__PROBLEMS AND TASKS__.
1. Reproduce word for word the part of the American chestnut article starting at "When asked why" and ending at "her basement walls.".
2. In the American chestnut article, what does the gene called OxO do?

In 1911, the Brooklyn Daily Eagle proclaimed that “all living chestnut trees in the Eastern part of the United States are doomed.”
The USDA, when it was evident that Pennsylvania’s methods weren’t working, sent researchers to Asia to study chestnut varieties there.
Fitzsimmons said Chinese chestnut trees are fairly common in the Eastern United States today but are not considered invasive. They can still get blight.
“There’s no such thing as full immunity with chestnut trees,” she said. “It ranges from high resistance to none.”
Today, there are approximately 435 million American chestnut trees in the country and most are killed by blight long before they reach maturity. The American chestnut, today, is considered “functionally extinct.” Tall, mature American chestnuts that still produce flowers, and possibly reproduce, are rare and studied intensely. Some of those trees exist in Pennsylvania, including one majestic survivor in York County.
“We have cloned some of them to use for further study,” Fitzsimmons said.
The American Chestnut Foundation, founded in Asheville, N.C., in 1983, is the leading advocacy and research group for the tree, partnering on research and history projects with universities including Penn State, SUNY College of Environmental Science and Forestry in Syracuse, and the University of Tennessee at Chattanooga.
Fitzsimmons, who has worked out of Penn State since 2003, is involved in a series of projects aimed at engineering blight-resistant chestnut trees. One way to save the American chestnut could be hybridization, the cross-pollination of American chestnuts with Japanese and Chinese varieties. Another technique being used in Syracuse involves the addition of new genes to the American chestnut. One gene, called OxO, breaks down the acid that blight uses to attack the tree. The American Chestnut Tree foundation made an animated video to explain it.
At Penn State, researchers can then breed Chinese hybrids with clones infused with the resistant gene. On a recent late spring afternoon at the university’s arboretum, researchers were high up in an industrial lift, covering chestnut tree flowers with waxy, paper bags to prevent any unwanted pollination. Later, they would take their own, preferred pollen from potentially blight-resistant trees and pollinate them.
Fitzsimmons said Penn State helped plant 5,000 chestnut trees this spring, many of them starting off in a greenhouse around the corner from Beaver Stadium. She said many of the saplings would be purposely infected with blight, even thought the fungus is likely already in the air there.
“We want to see how these trees react,” she said.
Trees that show promise will be planted in the arboretum a few miles away. If those thrive, they could represent a future in the nation’s forests.
When asked why so much effort has been put into saving one tree, Fitzsimmons said it’s both science and sentiment. She grew up in southern West Virginia, where her “paw paw” salvaged chestnut panels from shuttered, one-room schoolhouses. They later lined her basement walls.
“A lot of people have this familial connection with the tree. It’s almost innate from their youth,” she said. “It was used so extensively, especially in the southern Appalachian states and for it to be erased in one generation, in what is essentially a blink of an eye, resonated with people.”
On the Appalachian Trail, Manes — a lifelong hiker who hasn’t lost his Brooklyn accent — and his wife, Kieu, counted 4,631 chestnut trees three feet or taller within 15 feet of the trail between Port Royal and the Delaware River. The couple covered the 75-mile distance as part of the Appalachian Trail MEGA-Transect Chestnut Project. He says there may be another census a decade or so from now.
“I’m 78, so I don’t know if I’ll be a part of that one,” he said, during a break in his hike. “But I hope there will be more.”

__PROVIDED RECORDS__.
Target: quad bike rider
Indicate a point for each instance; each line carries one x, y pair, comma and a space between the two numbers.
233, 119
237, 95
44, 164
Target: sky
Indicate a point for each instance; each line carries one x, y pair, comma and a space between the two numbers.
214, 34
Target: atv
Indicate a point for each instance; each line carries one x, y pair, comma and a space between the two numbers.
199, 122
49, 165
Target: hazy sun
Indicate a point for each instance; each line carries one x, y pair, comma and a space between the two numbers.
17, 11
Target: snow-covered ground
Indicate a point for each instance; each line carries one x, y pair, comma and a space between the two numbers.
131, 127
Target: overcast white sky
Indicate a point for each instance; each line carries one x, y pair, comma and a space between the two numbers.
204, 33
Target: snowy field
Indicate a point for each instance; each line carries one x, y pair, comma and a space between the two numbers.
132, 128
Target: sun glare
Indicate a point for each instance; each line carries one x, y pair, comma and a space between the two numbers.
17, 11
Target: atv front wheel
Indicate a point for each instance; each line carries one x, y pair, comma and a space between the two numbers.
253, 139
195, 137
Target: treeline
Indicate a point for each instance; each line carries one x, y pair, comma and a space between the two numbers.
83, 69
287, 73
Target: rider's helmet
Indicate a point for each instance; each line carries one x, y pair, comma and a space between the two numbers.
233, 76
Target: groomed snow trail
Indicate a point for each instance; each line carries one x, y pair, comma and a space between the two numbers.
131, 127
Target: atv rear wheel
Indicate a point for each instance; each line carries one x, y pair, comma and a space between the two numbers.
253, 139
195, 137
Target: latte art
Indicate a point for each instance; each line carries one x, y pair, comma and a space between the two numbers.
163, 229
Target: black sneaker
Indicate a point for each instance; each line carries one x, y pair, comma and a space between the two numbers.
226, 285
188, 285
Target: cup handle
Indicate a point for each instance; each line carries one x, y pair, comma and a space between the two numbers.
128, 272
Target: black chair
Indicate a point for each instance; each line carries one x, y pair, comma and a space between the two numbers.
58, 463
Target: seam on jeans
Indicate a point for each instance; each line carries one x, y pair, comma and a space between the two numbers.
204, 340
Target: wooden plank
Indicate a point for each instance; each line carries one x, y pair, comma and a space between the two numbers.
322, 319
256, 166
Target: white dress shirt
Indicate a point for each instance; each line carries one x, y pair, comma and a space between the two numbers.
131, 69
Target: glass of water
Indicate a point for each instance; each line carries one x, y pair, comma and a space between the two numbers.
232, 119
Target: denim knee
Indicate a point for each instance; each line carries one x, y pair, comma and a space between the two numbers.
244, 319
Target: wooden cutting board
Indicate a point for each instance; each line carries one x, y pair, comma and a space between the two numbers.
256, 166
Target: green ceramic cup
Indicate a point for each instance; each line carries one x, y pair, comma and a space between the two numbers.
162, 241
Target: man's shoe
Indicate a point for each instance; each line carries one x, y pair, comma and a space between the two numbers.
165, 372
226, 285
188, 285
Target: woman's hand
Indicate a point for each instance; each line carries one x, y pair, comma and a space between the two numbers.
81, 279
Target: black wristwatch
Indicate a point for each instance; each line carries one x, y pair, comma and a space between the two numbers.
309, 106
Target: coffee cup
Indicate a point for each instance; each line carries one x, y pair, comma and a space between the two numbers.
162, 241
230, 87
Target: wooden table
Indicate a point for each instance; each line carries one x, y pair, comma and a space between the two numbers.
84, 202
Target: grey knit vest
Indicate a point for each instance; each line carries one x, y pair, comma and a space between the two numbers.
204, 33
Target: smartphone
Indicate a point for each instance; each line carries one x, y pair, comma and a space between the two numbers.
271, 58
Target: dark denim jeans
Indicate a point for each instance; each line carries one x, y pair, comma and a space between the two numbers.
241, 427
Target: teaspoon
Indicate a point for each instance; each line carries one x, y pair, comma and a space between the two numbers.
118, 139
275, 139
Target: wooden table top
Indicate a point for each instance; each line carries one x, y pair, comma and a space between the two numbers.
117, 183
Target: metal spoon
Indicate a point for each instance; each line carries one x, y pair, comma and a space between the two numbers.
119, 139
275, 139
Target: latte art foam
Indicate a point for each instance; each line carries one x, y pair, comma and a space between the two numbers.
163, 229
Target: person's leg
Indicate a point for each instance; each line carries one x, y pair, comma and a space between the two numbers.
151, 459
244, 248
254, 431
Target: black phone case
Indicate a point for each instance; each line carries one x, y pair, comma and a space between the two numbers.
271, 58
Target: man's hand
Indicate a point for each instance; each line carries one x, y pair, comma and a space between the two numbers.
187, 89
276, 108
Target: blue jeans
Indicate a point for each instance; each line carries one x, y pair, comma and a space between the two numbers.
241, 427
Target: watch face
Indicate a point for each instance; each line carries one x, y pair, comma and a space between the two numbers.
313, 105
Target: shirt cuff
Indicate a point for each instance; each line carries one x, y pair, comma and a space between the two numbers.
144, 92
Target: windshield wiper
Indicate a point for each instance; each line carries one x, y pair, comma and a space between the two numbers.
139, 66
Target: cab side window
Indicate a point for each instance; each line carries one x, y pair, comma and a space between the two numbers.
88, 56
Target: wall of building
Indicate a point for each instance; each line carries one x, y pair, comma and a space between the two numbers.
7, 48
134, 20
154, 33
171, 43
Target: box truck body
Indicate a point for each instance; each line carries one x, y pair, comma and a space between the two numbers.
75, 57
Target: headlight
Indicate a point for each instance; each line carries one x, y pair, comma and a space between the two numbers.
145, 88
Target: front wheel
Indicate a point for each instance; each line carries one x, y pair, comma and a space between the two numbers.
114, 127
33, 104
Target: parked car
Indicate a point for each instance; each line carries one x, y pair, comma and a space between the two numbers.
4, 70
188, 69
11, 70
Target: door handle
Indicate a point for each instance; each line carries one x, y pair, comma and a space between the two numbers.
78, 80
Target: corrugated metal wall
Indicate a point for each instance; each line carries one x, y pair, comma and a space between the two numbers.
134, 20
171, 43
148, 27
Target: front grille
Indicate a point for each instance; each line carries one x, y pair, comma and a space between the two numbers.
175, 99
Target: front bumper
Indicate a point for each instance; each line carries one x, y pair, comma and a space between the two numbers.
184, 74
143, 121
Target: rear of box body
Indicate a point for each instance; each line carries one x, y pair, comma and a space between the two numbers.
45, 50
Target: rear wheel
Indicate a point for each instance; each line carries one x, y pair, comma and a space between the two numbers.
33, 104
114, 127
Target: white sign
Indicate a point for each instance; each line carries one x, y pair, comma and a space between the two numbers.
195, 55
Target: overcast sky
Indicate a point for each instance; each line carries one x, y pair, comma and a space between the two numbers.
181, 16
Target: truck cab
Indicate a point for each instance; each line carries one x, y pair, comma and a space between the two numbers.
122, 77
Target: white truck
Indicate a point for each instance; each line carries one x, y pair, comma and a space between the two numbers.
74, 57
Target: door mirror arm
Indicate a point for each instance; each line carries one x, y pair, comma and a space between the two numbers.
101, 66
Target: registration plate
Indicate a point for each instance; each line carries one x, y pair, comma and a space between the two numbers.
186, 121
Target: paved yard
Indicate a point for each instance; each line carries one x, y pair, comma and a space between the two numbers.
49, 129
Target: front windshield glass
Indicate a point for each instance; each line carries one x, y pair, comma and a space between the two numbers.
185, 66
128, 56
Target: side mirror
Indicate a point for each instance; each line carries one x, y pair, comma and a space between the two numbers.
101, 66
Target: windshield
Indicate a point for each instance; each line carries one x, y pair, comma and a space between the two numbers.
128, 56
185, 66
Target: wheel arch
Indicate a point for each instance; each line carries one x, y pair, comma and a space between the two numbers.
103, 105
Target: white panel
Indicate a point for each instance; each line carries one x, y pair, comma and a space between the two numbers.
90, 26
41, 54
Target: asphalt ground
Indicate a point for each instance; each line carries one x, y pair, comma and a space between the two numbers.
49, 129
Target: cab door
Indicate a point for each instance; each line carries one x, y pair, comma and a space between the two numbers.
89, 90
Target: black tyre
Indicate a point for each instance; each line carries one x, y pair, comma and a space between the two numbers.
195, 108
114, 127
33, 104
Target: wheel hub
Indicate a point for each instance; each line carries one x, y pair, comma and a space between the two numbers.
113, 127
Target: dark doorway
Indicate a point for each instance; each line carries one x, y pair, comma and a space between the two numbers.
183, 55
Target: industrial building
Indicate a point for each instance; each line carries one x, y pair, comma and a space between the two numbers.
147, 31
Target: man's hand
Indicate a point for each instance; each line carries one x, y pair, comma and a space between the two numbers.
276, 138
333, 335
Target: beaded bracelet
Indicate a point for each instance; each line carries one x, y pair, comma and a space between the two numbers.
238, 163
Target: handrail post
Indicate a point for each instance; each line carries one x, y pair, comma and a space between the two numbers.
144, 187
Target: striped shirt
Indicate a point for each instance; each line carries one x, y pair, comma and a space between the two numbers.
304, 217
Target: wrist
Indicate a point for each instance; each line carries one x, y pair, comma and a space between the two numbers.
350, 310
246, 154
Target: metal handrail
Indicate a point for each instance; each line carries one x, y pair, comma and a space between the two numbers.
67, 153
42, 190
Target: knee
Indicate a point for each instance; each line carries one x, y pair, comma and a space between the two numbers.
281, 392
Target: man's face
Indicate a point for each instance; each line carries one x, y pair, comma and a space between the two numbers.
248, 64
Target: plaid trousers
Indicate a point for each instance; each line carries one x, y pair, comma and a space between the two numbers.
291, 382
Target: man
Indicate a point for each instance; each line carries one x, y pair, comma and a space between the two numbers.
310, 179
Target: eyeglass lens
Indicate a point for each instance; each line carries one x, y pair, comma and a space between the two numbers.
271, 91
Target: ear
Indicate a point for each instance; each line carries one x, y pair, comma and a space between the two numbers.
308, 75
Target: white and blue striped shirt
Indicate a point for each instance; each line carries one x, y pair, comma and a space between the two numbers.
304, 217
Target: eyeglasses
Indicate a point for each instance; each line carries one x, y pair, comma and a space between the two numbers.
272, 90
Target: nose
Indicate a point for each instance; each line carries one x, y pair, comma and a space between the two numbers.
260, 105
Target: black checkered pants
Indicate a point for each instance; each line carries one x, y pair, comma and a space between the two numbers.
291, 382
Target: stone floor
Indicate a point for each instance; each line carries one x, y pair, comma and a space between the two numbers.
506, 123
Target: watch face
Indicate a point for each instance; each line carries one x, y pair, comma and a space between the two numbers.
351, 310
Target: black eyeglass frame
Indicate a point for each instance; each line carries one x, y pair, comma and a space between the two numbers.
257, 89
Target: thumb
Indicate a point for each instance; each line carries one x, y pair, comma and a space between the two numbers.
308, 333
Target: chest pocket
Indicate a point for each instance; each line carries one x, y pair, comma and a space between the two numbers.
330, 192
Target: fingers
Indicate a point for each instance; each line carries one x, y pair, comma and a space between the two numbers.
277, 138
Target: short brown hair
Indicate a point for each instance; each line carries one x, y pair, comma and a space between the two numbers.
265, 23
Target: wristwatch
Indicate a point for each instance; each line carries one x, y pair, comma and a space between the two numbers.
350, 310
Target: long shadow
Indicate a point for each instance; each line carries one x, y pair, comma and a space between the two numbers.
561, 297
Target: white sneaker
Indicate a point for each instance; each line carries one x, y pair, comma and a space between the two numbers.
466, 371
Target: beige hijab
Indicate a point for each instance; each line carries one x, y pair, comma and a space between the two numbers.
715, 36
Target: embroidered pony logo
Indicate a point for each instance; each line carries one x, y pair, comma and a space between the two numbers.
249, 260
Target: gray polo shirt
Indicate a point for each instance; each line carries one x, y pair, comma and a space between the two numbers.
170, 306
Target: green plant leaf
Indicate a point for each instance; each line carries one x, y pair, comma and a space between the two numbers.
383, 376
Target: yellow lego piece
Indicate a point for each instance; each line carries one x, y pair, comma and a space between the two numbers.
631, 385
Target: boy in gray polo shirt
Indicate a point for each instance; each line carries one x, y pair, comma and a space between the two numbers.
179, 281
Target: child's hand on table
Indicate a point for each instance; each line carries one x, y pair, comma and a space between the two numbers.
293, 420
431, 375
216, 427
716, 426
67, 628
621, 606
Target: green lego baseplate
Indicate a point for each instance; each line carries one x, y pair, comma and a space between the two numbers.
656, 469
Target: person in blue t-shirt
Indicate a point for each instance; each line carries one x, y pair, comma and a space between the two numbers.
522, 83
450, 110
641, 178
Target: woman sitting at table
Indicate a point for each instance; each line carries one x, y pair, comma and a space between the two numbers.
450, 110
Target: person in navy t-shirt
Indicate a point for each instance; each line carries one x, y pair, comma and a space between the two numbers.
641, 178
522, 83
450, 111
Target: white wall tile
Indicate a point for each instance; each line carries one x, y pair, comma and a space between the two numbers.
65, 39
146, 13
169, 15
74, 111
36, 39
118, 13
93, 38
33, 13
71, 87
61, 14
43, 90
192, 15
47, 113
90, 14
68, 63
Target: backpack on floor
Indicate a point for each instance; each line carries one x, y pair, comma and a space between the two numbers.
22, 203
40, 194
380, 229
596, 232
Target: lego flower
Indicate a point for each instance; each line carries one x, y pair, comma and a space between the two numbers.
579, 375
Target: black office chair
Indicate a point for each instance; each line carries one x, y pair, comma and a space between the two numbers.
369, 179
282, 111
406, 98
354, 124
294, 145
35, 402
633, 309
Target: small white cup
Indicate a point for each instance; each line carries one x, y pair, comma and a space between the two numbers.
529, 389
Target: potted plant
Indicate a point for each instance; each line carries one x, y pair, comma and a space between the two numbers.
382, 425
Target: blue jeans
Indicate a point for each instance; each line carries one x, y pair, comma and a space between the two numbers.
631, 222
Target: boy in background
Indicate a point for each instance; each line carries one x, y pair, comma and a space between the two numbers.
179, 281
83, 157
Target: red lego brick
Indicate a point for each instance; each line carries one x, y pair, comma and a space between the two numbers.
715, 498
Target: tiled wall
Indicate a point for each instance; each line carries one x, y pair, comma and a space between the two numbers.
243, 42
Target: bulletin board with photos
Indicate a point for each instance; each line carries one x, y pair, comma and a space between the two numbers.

__SOLUTIONS BELOW__.
1.
When asked why so much effort has been put into saving one tree, Fitzsimmons said it’s both science and sentiment. She grew up in southern West Virginia, where her “paw paw” salvaged chestnut panels from shuttered, one-room schoolhouses. They later lined her basement walls.

2. It breaks down the acid that blight uses to attack the tree.